### Task directions
Set down every entry again exactly as it stands below.

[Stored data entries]
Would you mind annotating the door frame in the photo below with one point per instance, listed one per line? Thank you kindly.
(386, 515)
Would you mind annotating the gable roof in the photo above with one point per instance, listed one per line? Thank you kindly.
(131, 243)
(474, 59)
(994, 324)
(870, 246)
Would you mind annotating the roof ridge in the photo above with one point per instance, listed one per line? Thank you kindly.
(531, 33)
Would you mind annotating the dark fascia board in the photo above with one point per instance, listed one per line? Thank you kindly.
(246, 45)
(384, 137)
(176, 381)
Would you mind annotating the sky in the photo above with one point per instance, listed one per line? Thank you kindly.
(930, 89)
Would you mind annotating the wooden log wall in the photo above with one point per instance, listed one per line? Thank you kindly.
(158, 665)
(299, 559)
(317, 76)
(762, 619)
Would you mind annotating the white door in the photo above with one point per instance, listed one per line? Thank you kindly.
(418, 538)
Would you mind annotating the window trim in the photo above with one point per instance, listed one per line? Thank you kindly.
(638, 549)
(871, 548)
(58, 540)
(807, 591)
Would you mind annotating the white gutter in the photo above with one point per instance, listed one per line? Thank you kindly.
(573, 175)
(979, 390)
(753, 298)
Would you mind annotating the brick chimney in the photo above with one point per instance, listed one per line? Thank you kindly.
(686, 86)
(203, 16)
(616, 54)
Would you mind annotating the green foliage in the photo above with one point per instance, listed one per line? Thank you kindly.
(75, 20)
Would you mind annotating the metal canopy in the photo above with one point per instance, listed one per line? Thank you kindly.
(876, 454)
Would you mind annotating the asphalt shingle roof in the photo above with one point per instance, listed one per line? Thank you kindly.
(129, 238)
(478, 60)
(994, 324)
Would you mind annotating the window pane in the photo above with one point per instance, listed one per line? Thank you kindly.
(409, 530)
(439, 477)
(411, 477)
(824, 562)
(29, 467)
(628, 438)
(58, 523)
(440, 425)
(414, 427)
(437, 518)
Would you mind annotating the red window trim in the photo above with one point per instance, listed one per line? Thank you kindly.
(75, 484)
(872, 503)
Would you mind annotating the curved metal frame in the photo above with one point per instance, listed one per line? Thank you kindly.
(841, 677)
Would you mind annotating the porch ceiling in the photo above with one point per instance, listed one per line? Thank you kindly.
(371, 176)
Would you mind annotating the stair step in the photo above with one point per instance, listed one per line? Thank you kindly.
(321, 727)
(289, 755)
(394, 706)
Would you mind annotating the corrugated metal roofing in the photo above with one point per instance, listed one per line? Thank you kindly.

### Answer to the exercise
Would you mind annotating the door frame in the photo below with one point per instance, listed one per line? Thank you kindly.
(386, 515)
Would you mind annotating the gable roof in the photo above with one point per instance, listed one per line? Thank you kindly.
(131, 243)
(474, 59)
(994, 324)
(870, 246)
Would you mind annotating the roof ridge in the photo above with one point per instance, listed one per line? Thank you kindly.
(531, 33)
Would you mind annotating the dark fascia board in the photo above with one point per instance, listed one per line? Thank you kindly.
(246, 45)
(384, 137)
(176, 381)
Would you mind annotating the sky in the photo above with one point per instance, listed one per line? Thank you kindly.
(930, 89)
Would you mind annotating the wooden log wall in the photo above with one point per instance, listed one per line? Thank you kindly.
(158, 665)
(299, 559)
(317, 76)
(762, 619)
Would you mind annotating the white door in the photo above with one point per instance, listed one per line? Thank you kindly.
(418, 538)
Would you mind annotating the window trim in the photo above with one point per instance, listed one per line? Thank you kindly.
(638, 549)
(871, 548)
(58, 540)
(807, 591)
Would you mind annotating the white gutter in the photo above with one point per instance, listed one per line? Thank you kindly.
(573, 175)
(979, 390)
(753, 298)
Would you mind annotating the brick chimney in the photo above with one point per instance, listed one per line? Thank you kindly.
(686, 86)
(203, 16)
(616, 54)
Would you mind annotating the green foliage in the photo above with one point per instance, listed one per line? Thank you kindly.
(75, 20)
Would you mind annotating the metal canopy in the photo above with one point per instance, listed one per line? Thank you kindly.
(876, 454)
Would you mind annotating the asphalt shingle roof in the photo above with one point per instance, listed one per line? Thank you kindly.
(129, 238)
(478, 60)
(994, 324)
Would you mind annotating the window pane in the photo above with one point per instance, listed one per line? Thank you kindly.
(409, 530)
(439, 477)
(411, 477)
(824, 562)
(29, 467)
(628, 438)
(58, 523)
(440, 425)
(414, 427)
(437, 518)
Would you mind annotating the red window trim in the photo above with one point per instance, listed one per line? Thank you kindly.
(75, 484)
(872, 503)
Would you mind annotating the curved metal frame in the photo above with one point per instance, listed one per line? Thank you kindly.
(841, 677)
Would you mind annotating the porch ceiling in the photo above with one point per instance, listed one per line? Thank you kindly.
(371, 176)
Would you mind annotating the stair step in the photo above with one point per instance, listed one per line? Thank you kindly.
(321, 727)
(289, 755)
(394, 706)
Would you mind annotating the corrugated metal roofing in the photo above with one point per instance, listed one per line? Thank you kindly.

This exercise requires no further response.